§ Problema scritto
Trascrivi parola per parola l'intero estratto sul dibattito dedicato alla riforma della diffamazione.

Una riforma imperfetta, con alcuni elementi positivi, migliorabile sotto molti punti di vista: questo il giudizio condiviso dai relatori del dibattito Diffamazione: tutela della reputazione e libertà di stampa, tenutosi alla Sala Zuccari del Senato alla presenza del presidente Pietro Grasso, e incentrato sul testo della proposta di legge su questa materia approvato dalla Camera il 17 ottobre 2013 e attualmente in discussione alla Commissione Giustizia del Senato.

La seconda carica dello Stato ha richiamato l’attenzione sulla necessità di riflettere ancora sui confini, talvolta labili, fra diritto di critica e diffamazione. “L’abolizione del carcere è un elemento positivo, anche se il testo nel suo insieme non soddisfa pienamente gli addetti ai lavori”, ha detto Grasso. “L’uso delle querele come arma di intimidazione e dissuasione a proseguire il lavoro di indagine e approfondimento giornalistico è un punto delicato: occorre prevedere, da parte di chi ha querelato pretestuosamente, non solo il risarcimento delle spese processuali, ma anche il rimborso di una percentuale della cifra che aveva richiesto”, ha aggiunto.

Elementi critici sono stati segnalati dal presidente dell’Ordine dei Giornalisti Enzo Iacopino: “Questa legge sembra fatta per risolvere solo i problemi dei direttori dei giornali, non dei giornalisti che trovano le notizie e le scrivono. La Camera sulla spinta emotiva dettata da altre questioni non ha fatto una buona legge. Bisogna tutelare di più i precari e agire sulla rettifica”, ha ammonito.

§ Dati forniti

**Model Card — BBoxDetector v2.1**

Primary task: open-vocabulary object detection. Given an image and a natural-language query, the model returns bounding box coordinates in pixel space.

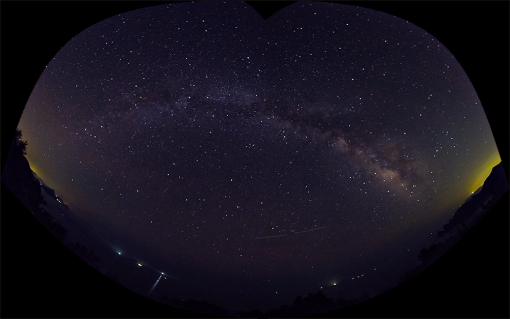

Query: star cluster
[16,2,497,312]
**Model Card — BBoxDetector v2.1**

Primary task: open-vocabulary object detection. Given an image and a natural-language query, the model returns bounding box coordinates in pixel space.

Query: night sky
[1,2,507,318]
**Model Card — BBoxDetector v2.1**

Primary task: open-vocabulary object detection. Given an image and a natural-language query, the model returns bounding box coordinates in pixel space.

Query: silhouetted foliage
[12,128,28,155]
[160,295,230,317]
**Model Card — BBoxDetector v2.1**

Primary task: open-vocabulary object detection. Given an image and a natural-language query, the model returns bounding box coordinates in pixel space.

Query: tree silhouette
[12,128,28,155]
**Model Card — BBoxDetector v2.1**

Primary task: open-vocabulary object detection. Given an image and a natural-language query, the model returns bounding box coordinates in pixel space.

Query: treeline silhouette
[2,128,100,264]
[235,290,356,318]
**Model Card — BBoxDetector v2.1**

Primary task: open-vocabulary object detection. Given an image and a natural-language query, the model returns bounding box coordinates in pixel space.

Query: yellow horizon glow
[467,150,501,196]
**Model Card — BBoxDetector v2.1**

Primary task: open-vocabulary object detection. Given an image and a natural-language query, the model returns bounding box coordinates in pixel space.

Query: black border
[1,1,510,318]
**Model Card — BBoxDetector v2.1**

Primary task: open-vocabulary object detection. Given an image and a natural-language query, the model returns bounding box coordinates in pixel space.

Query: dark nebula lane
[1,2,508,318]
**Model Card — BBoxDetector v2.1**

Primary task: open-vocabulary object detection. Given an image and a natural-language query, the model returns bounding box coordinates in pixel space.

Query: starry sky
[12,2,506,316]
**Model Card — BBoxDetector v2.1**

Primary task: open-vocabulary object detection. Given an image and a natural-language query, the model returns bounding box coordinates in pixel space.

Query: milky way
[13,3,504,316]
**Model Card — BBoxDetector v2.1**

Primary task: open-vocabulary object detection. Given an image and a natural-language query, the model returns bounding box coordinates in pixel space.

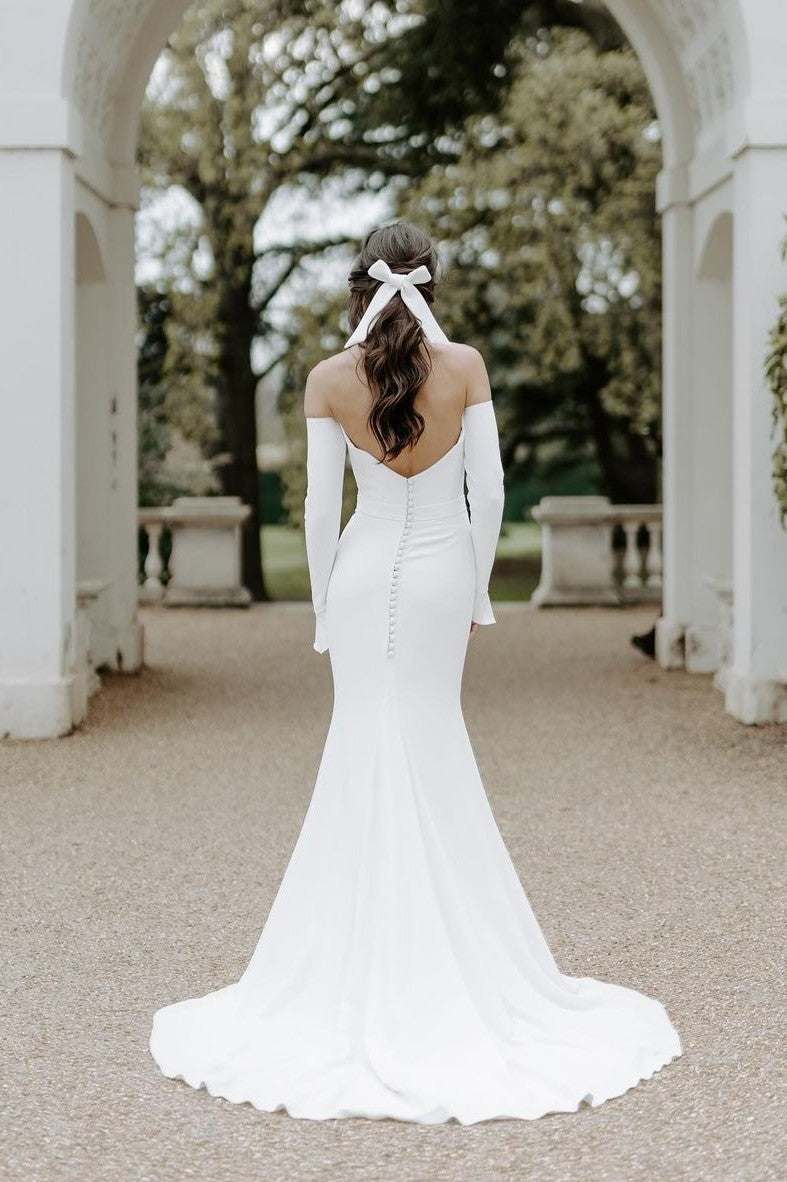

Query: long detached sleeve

§ Risultato finale
Una riforma imperfetta, con alcuni elementi positivi, migliorabile sotto molti punti di vista: questo il giudizio condiviso dai relatori del dibattito Diffamazione: tutela della reputazione e libertà di stampa, tenutosi alla Sala Zuccari del Senato alla presenza del presidente Pietro Grasso, e incentrato sul testo della proposta di legge su questa materia approvato dalla Camera il 17 ottobre 2013 e attualmente in discussione alla Commissione Giustizia del Senato.

La seconda carica dello Stato ha richiamato l’attenzione sulla necessità di riflettere ancora sui confini, talvolta labili, fra diritto di critica e diffamazione. “L’abolizione del carcere è un elemento positivo, anche se il testo nel suo insieme non soddisfa pienamente gli addetti ai lavori”, ha detto Grasso. “L’uso delle querele come arma di intimidazione e dissuasione a proseguire il lavoro di indagine e approfondimento giornalistico è un punto delicato: occorre prevedere, da parte di chi ha querelato pretestuosamente, non solo il risarcimento delle spese processuali, ma anche il rimborso di una percentuale della cifra che aveva richiesto”, ha aggiunto.

Elementi critici sono stati segnalati dal presidente dell’Ordine dei Giornalisti Enzo Iacopino: “Questa legge sembra fatta per risolvere solo i problemi dei direttori dei giornali, non dei giornalisti che trovano le notizie e le scrivono. La Camera sulla spinta emotiva dettata da altre questioni non ha fatto una buona legge. Bisogna tutelare di più i precari e agire sulla rettifica”, ha ammonito.